===== SUPPLIED ENTRIES =====
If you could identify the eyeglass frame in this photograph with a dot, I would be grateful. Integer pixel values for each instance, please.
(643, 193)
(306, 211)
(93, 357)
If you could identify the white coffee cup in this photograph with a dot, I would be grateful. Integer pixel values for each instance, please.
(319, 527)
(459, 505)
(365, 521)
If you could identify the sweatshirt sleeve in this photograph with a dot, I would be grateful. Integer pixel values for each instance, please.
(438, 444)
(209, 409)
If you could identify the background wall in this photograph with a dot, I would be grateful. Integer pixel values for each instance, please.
=====
===== SUPPLIED ENTRIES =====
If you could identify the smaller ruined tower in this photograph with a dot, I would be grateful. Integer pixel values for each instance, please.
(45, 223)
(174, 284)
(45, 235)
=====
> [THE EXERCISE]
Reproduce, without any change, the part of the data above that opens with the line containing "If you could identify the white" and closes with the line containing "If you could identify the background". Include both of those lines and every line between them.

> [EXERCISE ANSWER]
If you could identify the white coffee cup in this photograph with a dot, I would be grateful. Integer pixel values for each instance, please.
(319, 527)
(459, 505)
(365, 521)
If you could identify the sweatshirt sleeve in this photograph with a dot, I would be grateful. Integer pixel values for each instance, please.
(438, 444)
(209, 409)
If you could identify the background wall in this photograph with a dot, I would be grateful. Integer pixel values for each instance, please.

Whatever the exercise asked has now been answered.